• Excerpt to read:
In further examples, process 200 can receive an input for the human activity indication of the user. In some examples, the input can be a different human activity indication from the human activity indication resulted from the trained deep learning model. In response to the input, process 200 can further tune the trained deep learning model in a semi-supervised fashion. For example, the human activity indication based on the classification indication from the trained deep learning model is an ambulation indication. However, the actual activity of the user is cycling. Then, the user provides feedback indicating the human activity indication is cycling. Then, process 200 can consider the cycling indication as a ground truth label and tune or train the trained deep learning model.

Example Machine Learning Training Process

FIG. 13 is a flow diagram illustrating an example process 1300 for machine learning model training for human activity recognition in accordance with some aspects of the present disclosure. As described below, a particular implementation can omit some or all illustrated features/steps, may be implemented in some embodiments in a different order, and may not require some illustrated features to implement all embodiments. In some examples, an apparatus (e.g., computing device 110, processor 112 with memory 114, etc.) in connection with FIG. 1 can be used to perform example process 1300. However, it should be appreciated that any suitable apparatus or means for carrying out the operations or features described below may perform process 1300.

• Exercise 1: In the records, reproduce the part that opens with the line containing "else: point(293, 282)." and closes with the line containing "point(775, 203)", both of those lines included.

• Rows:
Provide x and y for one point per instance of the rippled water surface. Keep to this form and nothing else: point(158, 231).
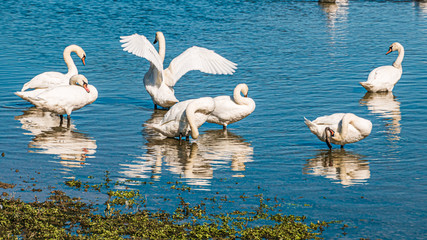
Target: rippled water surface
point(299, 59)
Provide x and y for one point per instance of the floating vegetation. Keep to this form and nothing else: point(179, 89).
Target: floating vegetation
point(126, 216)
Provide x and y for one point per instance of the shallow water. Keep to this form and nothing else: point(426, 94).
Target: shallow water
point(299, 59)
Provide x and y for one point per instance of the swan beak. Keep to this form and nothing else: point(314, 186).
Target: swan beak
point(86, 88)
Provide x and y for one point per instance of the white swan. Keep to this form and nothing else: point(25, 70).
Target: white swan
point(52, 79)
point(383, 79)
point(64, 99)
point(185, 117)
point(340, 128)
point(159, 82)
point(232, 109)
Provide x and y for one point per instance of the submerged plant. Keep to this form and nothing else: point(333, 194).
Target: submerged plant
point(125, 216)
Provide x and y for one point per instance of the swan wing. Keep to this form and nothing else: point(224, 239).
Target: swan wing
point(197, 58)
point(141, 47)
point(46, 80)
point(384, 75)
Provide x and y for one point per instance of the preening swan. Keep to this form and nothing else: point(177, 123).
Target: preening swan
point(232, 109)
point(159, 82)
point(53, 79)
point(340, 128)
point(64, 99)
point(383, 79)
point(185, 117)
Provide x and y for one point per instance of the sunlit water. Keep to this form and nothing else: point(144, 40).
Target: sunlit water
point(299, 58)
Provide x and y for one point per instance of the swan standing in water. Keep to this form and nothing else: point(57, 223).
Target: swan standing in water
point(383, 79)
point(185, 117)
point(52, 79)
point(232, 109)
point(159, 82)
point(63, 99)
point(340, 128)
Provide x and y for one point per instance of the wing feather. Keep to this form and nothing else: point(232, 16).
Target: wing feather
point(141, 47)
point(197, 58)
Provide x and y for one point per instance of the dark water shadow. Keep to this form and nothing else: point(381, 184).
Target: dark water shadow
point(339, 165)
point(70, 147)
point(194, 161)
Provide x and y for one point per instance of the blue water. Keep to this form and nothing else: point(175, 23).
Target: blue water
point(299, 58)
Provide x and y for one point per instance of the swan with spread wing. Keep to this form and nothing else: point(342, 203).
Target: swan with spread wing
point(159, 82)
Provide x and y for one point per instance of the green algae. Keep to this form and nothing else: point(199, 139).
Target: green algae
point(125, 217)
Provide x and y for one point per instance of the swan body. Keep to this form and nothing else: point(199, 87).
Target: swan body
point(230, 109)
point(340, 128)
point(383, 79)
point(185, 117)
point(63, 99)
point(52, 79)
point(159, 82)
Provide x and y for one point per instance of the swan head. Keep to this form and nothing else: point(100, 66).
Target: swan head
point(80, 80)
point(158, 36)
point(241, 88)
point(394, 47)
point(79, 51)
point(329, 133)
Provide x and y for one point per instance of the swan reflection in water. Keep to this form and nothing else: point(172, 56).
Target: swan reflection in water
point(195, 161)
point(335, 12)
point(338, 164)
point(421, 6)
point(71, 146)
point(385, 105)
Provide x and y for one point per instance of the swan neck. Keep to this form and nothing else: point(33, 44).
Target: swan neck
point(162, 46)
point(238, 98)
point(190, 114)
point(399, 59)
point(346, 120)
point(72, 69)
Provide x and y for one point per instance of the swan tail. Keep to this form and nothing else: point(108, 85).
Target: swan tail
point(310, 125)
point(25, 87)
point(368, 86)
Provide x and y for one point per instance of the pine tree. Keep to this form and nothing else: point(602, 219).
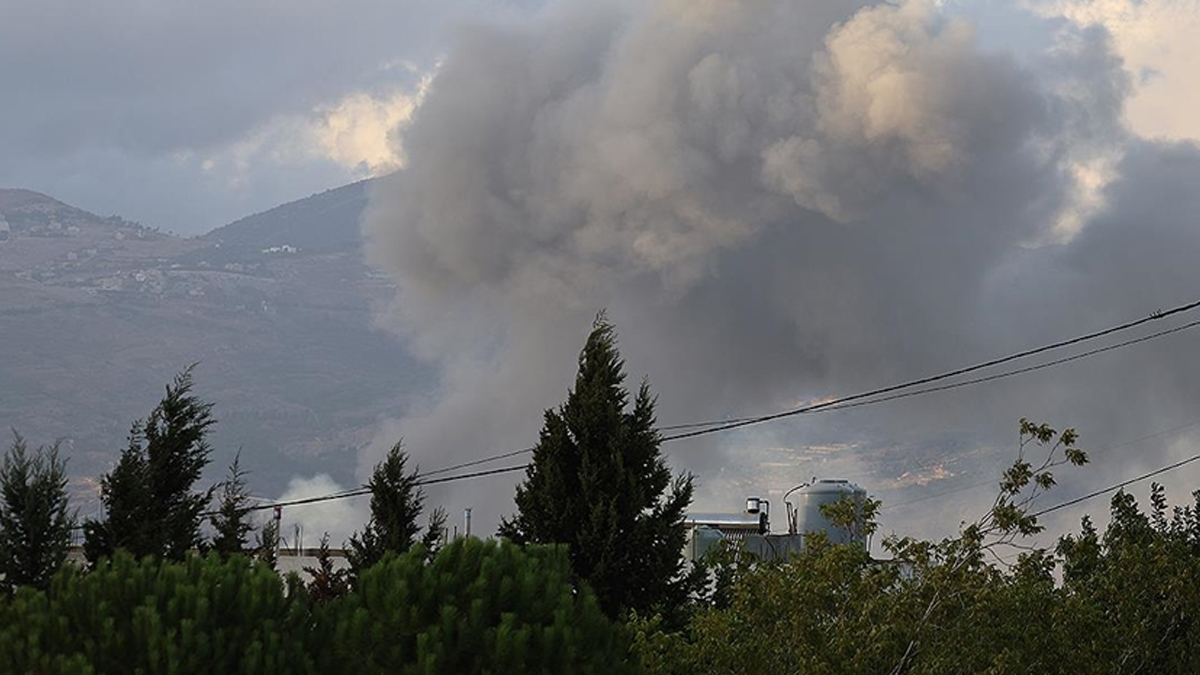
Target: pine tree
point(396, 503)
point(267, 544)
point(149, 497)
point(232, 520)
point(599, 484)
point(35, 521)
point(327, 581)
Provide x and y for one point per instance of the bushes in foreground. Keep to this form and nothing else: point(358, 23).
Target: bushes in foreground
point(477, 608)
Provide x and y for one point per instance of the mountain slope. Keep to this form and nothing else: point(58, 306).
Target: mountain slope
point(323, 222)
point(99, 312)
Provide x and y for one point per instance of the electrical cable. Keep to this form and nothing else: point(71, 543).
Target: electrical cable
point(871, 394)
point(1018, 371)
point(1117, 487)
point(1097, 453)
point(834, 404)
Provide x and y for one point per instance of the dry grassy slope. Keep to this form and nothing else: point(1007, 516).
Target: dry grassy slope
point(97, 314)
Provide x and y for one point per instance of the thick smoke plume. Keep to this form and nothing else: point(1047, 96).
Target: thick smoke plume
point(778, 202)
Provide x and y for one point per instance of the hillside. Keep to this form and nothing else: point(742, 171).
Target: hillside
point(324, 222)
point(99, 312)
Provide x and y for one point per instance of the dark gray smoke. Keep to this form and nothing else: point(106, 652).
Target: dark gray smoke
point(779, 202)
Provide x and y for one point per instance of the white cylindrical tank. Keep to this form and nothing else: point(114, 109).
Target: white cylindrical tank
point(809, 501)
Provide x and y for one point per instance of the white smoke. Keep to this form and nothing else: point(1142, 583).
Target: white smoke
point(774, 201)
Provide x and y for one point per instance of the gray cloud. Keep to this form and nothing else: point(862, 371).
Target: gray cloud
point(774, 203)
point(114, 107)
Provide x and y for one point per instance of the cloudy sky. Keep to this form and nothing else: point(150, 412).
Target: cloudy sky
point(187, 115)
point(777, 202)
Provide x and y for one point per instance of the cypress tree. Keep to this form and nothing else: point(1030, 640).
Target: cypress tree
point(149, 497)
point(599, 484)
point(396, 503)
point(35, 523)
point(232, 519)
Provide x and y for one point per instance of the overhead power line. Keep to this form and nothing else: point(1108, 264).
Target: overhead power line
point(1117, 487)
point(363, 491)
point(871, 394)
point(995, 482)
point(856, 400)
point(1018, 371)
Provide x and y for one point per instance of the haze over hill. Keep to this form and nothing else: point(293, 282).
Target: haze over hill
point(99, 312)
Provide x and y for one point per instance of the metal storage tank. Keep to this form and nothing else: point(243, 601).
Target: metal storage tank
point(809, 501)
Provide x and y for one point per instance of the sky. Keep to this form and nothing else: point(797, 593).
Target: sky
point(775, 203)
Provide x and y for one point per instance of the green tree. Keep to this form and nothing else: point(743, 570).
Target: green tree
point(149, 497)
point(199, 616)
point(396, 503)
point(267, 544)
point(232, 519)
point(35, 521)
point(599, 484)
point(327, 581)
point(937, 608)
point(475, 608)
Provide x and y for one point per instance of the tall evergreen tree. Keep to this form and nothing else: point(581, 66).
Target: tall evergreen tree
point(149, 497)
point(232, 519)
point(396, 503)
point(35, 521)
point(599, 484)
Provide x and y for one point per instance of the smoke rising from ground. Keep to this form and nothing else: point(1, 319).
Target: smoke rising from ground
point(778, 202)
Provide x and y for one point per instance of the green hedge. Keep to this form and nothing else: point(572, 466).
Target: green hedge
point(477, 608)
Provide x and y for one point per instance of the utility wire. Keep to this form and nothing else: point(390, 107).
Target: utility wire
point(1117, 487)
point(991, 482)
point(713, 426)
point(363, 491)
point(835, 404)
point(1018, 371)
point(1156, 316)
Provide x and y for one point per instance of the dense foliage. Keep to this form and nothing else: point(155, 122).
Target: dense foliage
point(478, 607)
point(202, 615)
point(599, 484)
point(396, 503)
point(150, 502)
point(231, 523)
point(475, 608)
point(35, 519)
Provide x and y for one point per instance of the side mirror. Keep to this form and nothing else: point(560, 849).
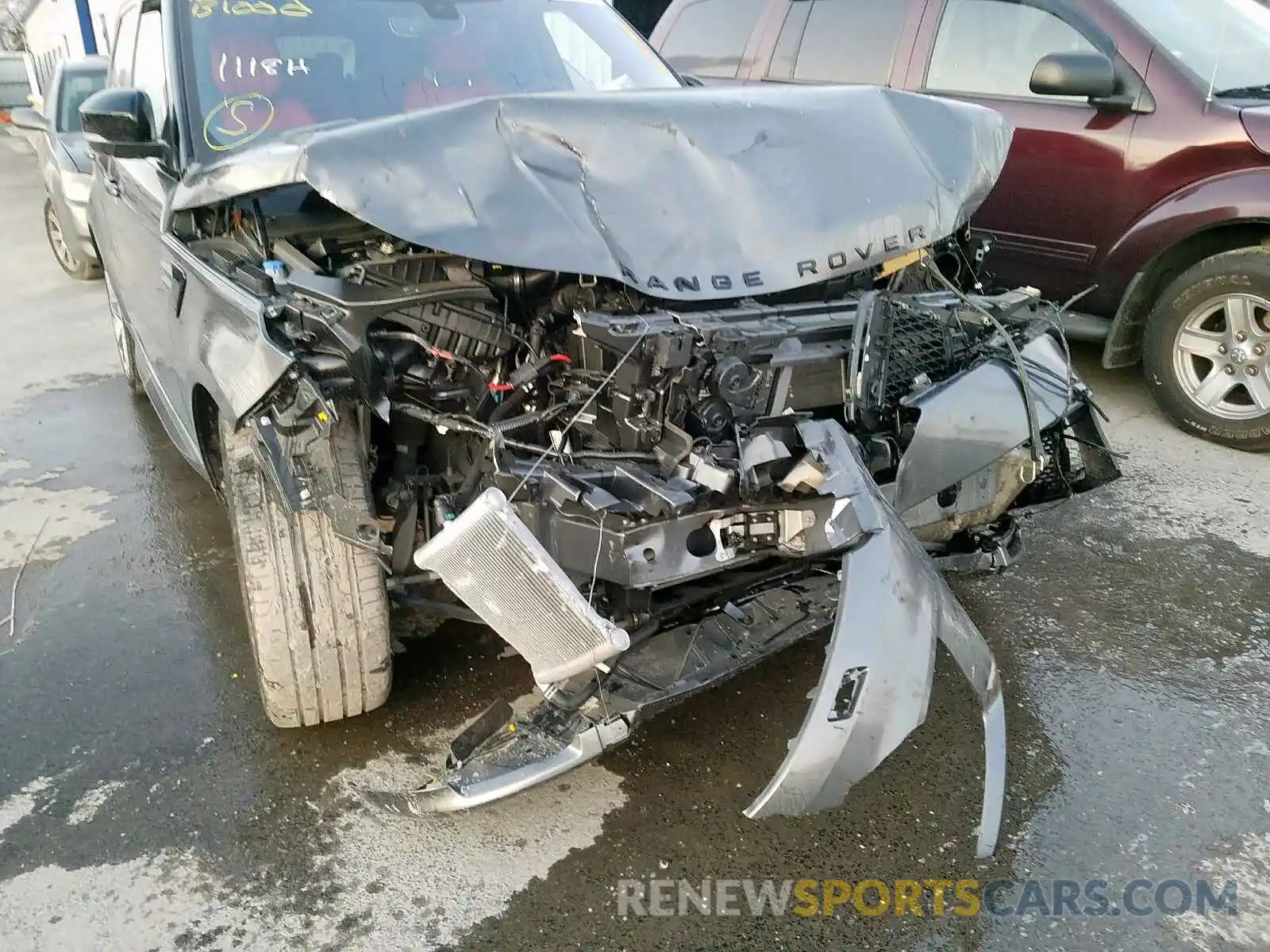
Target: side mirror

• Exercise 2: From the human activity recognition excerpt, list every apparatus component that is given with a reference number.

• Final answer 1:
Provide x and y for one point per instance of the haze over hill. Keep to this form and nothing else: point(293, 282).
Target: haze over hill
point(99, 312)
Provide x and y for one point per instance of the metal storage tank. Keep to this form and nothing else: point(243, 601).
Target: metal storage tank
point(809, 501)
Provide x and y for one point per instance of the sky. Keep to this form and nothing else: point(797, 593).
Target: sky
point(775, 203)

• Final answer 2:
computing device 110
processor 112
memory 114